** Data to examine **
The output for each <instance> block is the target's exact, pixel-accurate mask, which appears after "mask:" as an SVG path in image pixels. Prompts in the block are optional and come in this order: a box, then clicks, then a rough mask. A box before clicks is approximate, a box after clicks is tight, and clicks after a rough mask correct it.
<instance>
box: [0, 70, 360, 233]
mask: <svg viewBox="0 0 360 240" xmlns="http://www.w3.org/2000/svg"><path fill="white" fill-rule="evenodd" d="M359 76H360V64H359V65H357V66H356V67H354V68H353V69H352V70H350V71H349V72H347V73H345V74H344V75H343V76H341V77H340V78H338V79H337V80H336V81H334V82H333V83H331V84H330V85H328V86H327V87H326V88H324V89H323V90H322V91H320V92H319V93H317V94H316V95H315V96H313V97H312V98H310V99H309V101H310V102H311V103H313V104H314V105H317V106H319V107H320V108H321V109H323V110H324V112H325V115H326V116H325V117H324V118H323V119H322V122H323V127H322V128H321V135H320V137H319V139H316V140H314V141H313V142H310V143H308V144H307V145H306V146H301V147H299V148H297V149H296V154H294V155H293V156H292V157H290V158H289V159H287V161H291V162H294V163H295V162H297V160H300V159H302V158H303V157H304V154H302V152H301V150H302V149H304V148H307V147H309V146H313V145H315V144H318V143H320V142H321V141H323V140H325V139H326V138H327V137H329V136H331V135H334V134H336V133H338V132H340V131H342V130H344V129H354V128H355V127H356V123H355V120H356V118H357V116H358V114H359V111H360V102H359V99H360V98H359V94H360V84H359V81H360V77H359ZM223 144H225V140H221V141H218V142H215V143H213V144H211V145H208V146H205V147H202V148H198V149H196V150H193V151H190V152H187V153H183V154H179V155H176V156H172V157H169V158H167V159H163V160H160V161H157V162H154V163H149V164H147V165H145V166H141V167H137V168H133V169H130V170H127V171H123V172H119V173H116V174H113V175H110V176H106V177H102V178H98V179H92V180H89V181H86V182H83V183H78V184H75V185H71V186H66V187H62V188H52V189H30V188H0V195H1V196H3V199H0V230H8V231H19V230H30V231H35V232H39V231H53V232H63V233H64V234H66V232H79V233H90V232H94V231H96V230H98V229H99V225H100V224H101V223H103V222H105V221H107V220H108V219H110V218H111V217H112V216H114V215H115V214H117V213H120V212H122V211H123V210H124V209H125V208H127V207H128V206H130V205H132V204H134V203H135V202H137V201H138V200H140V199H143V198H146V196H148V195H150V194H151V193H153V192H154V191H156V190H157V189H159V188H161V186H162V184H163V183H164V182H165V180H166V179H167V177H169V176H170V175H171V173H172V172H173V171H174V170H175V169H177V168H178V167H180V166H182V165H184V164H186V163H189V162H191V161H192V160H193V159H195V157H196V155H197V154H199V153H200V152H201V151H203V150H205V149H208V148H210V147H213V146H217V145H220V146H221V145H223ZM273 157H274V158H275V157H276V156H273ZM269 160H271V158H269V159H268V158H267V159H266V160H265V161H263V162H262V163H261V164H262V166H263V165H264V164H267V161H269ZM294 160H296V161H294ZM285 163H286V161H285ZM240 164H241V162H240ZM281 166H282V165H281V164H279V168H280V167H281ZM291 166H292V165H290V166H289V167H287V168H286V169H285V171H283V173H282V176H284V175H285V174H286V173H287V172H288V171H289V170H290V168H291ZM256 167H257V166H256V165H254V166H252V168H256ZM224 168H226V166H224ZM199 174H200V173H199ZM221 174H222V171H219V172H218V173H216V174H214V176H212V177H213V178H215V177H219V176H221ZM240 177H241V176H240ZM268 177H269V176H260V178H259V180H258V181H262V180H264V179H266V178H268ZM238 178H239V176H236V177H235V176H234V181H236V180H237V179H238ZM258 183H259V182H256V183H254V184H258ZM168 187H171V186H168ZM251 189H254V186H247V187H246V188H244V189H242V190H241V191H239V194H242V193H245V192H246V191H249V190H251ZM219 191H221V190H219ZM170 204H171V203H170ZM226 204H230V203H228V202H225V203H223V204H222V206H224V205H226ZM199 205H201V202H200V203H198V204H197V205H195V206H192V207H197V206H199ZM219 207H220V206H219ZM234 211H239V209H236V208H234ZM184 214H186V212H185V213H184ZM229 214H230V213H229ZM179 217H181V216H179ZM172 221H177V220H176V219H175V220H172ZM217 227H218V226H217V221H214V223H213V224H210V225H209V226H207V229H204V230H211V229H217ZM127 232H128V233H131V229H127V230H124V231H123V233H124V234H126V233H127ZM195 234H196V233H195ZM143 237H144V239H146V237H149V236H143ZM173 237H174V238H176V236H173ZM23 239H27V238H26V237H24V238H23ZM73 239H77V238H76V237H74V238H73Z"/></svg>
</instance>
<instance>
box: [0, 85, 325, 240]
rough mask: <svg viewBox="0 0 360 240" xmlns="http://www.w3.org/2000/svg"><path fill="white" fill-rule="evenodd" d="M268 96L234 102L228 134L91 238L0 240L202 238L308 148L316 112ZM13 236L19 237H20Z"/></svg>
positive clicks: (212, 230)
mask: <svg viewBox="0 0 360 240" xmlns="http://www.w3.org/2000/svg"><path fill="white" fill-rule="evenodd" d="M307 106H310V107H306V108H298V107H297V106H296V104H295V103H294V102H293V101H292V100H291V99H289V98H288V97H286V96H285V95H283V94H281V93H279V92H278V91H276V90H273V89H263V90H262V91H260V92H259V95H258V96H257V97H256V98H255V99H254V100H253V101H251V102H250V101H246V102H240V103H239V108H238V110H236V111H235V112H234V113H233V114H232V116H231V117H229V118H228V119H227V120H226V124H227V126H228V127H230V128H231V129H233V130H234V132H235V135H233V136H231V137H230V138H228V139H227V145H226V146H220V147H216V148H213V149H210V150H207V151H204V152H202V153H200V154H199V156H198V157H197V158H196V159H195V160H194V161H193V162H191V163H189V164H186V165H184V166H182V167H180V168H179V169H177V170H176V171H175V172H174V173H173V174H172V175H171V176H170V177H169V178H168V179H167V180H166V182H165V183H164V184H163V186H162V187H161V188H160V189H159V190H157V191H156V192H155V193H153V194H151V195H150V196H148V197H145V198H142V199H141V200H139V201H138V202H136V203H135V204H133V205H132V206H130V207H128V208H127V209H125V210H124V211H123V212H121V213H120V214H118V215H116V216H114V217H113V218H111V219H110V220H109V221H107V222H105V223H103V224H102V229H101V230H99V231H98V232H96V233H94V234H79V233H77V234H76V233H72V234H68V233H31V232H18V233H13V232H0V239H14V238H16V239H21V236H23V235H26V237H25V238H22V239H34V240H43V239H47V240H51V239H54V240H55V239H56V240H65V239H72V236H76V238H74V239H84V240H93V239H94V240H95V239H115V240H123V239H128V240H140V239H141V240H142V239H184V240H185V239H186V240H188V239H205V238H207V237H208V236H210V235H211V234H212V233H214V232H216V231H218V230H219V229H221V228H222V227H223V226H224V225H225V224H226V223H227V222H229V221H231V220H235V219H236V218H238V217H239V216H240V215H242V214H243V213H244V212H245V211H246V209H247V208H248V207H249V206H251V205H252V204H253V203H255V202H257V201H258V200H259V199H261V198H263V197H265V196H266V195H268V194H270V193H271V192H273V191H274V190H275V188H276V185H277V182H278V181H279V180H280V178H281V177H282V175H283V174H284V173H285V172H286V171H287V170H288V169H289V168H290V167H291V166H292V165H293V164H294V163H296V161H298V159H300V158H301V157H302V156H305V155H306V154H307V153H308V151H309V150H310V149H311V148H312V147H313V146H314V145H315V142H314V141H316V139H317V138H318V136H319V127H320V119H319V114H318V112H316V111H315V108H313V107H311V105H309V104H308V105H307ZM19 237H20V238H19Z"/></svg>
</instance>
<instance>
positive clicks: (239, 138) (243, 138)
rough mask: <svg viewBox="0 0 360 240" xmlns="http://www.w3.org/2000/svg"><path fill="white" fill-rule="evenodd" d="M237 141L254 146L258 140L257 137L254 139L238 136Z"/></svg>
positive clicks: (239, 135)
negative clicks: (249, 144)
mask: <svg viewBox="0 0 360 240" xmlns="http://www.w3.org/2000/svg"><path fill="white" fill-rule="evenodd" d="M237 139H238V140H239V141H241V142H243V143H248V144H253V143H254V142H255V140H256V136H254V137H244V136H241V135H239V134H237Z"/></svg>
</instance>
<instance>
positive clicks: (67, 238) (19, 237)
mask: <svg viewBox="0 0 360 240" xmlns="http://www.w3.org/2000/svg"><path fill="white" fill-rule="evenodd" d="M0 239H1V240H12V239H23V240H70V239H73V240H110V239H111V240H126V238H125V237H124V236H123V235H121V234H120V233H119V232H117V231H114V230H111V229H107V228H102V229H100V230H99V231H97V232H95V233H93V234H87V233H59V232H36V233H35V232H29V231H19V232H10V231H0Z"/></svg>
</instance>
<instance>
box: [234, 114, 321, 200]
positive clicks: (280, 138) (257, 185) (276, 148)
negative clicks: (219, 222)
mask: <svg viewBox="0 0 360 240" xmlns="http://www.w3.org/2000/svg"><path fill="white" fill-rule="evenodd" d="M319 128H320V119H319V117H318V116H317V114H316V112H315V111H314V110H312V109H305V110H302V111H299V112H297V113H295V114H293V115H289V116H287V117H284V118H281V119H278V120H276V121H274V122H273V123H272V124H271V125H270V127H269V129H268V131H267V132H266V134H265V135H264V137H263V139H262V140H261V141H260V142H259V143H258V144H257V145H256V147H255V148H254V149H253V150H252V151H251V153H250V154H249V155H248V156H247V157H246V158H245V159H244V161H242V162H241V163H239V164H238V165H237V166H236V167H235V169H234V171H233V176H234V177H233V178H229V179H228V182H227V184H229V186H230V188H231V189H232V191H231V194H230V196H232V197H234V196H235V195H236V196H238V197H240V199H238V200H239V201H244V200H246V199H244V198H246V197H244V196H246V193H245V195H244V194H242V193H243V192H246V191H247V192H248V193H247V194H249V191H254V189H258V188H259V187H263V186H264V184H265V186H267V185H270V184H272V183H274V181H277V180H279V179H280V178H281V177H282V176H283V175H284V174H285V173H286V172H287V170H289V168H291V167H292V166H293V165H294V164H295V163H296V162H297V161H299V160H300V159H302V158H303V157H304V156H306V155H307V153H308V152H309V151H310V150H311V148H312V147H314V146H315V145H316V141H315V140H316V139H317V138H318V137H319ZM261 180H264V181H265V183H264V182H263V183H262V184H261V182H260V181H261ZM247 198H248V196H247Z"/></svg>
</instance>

** What the exercise asks **
All that is needed is the exact run of lines above from the line containing "box: [234, 114, 321, 200]" through the line containing "positive clicks: (280, 138)", both of them included.

** Response below **
box: [234, 114, 321, 200]
positive clicks: (280, 138) (257, 185) (276, 148)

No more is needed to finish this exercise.